** OBJECTIF A **
Transforme en tableau Markdown les lignes des entrées, en partant de celle qui contient "Give the innermost point of each instance of the armchair" et en allant jusqu'à la fin des entrées, bornes comprises, sans les lignes vides. Le tableau aura deux colonnes, « N° » pour le numéro de rang et « Ligne » pour le texte de la ligne.
== TEXTE DE LA PAGE
Yvonne CALSOU : 9 semaines, 3 jours et 6 nuits

Discours prononcé à l'occasion du vernissage de la résidence de l'artiste Yvonne CALSOU le 13 décembre 2014



Lorsque la directrice des Ateliers des Arques m’a contacté en novembre 2013 pour me proposer un projet de résidence d’artiste à l’EHPAD, j’ai trouvé l’idée extraordinaire. Cela m’est apparu comme étant un moyen de matérialiser et de rendre perceptible pour un public extérieur la richesse et la profondeur de ce qui se joue sur le plan humain dans une structure telle que la notre.

 

Peu de gens perçoivent en effet ce qu’est un EHPAD car en fait peu de gens nous regardent. Soit on ne pose pas de regard du tout (la vieillesse n’est pas glamour), soit c’est un regard tronqué, et souvent très terre à terre. Nous sommes pour certains une solution pratique, pour d’autres un problème financier, voire même tout simplement un coût au sens cru du terme.
====
== EXTRAITS DE DONNÉES
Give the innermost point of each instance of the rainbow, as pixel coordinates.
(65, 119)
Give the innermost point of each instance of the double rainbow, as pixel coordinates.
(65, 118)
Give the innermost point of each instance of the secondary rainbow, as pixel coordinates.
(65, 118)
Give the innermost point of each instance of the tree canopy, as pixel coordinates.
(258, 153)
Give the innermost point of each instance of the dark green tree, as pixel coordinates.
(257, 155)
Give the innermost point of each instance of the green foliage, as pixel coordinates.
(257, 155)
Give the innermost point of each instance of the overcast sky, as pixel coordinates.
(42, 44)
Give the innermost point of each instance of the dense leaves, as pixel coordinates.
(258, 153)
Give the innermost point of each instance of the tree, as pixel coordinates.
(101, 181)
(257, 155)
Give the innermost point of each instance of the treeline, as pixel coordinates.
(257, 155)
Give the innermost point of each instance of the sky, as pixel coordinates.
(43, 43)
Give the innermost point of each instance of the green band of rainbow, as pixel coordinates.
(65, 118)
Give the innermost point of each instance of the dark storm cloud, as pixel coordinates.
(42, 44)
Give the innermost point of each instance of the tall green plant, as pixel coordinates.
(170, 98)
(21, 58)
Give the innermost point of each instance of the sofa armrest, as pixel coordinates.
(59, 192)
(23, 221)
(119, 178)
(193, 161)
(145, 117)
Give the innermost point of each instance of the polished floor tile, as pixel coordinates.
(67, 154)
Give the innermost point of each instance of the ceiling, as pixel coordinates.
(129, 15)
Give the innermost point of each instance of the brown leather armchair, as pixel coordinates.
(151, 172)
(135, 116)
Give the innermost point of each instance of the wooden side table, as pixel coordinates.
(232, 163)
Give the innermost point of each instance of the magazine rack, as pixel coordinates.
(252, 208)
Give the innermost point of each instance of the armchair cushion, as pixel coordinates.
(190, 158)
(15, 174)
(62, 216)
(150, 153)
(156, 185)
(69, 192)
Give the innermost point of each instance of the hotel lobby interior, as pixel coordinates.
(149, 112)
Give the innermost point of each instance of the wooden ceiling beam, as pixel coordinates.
====
** OBJECTIF B **
Poursuis le discours sur la résidence d'artiste à l'EHPAD à partir de sa dernière phrase.

** RÉPONSE RÉDIGÉE A **
| N° | Ligne |
|---|---|
| 1 | Give the innermost point of each instance of the armchair cushion, as pixel coordinates. |
| 2 | (190, 158) |
| 3 | (15, 174) |
| 4 | (62, 216) |
| 5 | (150, 153) |
| 6 | (156, 185) |
| 7 | (69, 192) |
| 8 | Give the innermost point of each instance of the hotel lobby interior, as pixel coordinates. |
| 9 | (149, 112) |
| 10 | Give the innermost point of each instance of the wooden ceiling beam, as pixel coordinates. |

** RÉPONSE RÉDIGÉE B **
Il y a donc dans notre société une méconnaissance incroyable de ce qu’est la vie dans nos établissements. Il faut se représenter, un lieu où le sens humain prédomine, un lieu ou s’exprime une nature humaine sincère, libérée du consumérisme. On quitte le superflu pour revenir à l’essentiel. Il ne faut pas se méprendre pour autant, l’essentiel, ce n’est pas simplement la toilette, le repas et les normes sanitaires, ce n’est pas que la ration et le ratio… L’essentiel c’est aussi ce qui se tisse au quotidien, entre nous, ce que l’on se donne réciproquement et qui na pas de prix, des gestes, des paroles, des attitudes et des sentiments qui donnent du piment, de la saveur, un sens à la vie, et qui font que le résident est reconnu pour ce qu’il est avant tout : un être humain.

 

A l’heure sombre des restrictions budgétaires, certains seront tentés de dire que l’art relève ici du superflu. Quoi ? Une résidence d’artiste dans un EHPAD ! Qu’elle est l’utilité de tout cela ? Est-ce bien raisonnable ?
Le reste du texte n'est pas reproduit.